→ Task brief:
According to the excerpt about Hunt and Murdoch, who was Hunt's special adviser?

Other emails appeared to capture Hunt's office providing Murdoch with sensitive intelligence on his political opponents and offering advice on how best to present his bid. At one point Adam Smith, Hunt's special adviser, sent a text message to Michel boasting that "I (have) been causing a lot of chaos and moaning from people here on your behalf."
One message even quoted Hunt's statement a day before it was due to be delivered to the House of Commons — a breach of parliamentary protocol which Michel described as "absolutely illegal."
Later Tuesday, Hunt issued a statement saying that some of the evidence "reported meetings and conversations that simply didn't happen." He said he has asked to move forward his appearance at the Leveson inquiry so he can present his side of the story.
"I am very confident that when I present my evidence the public will see that I conducted this process with scrupulous fairness," Hunt said.
During Tuesday's hearing, inquiry lawyer Robert Jay repeatedly needled Murdoch on the propriety of these back-channel communications.
"Do you think it's appropriate, Mr. Murdoch, that here you are getting confidential information as to what's going on at a high level of government?" Jay asked.

→ Supplied material:
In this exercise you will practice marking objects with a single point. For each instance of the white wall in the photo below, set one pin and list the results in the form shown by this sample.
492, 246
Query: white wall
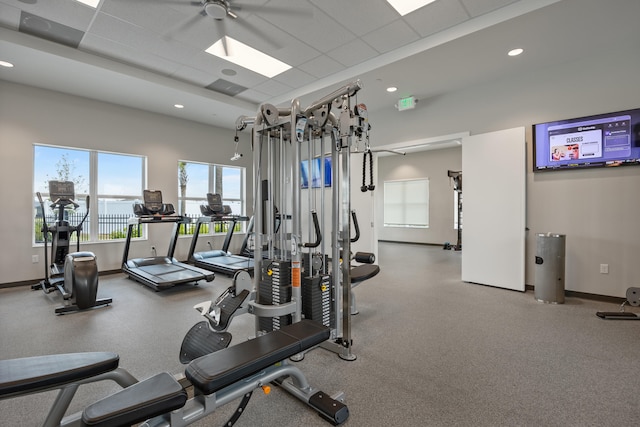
426, 164
598, 210
29, 115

→ Written answer:
Adam Smith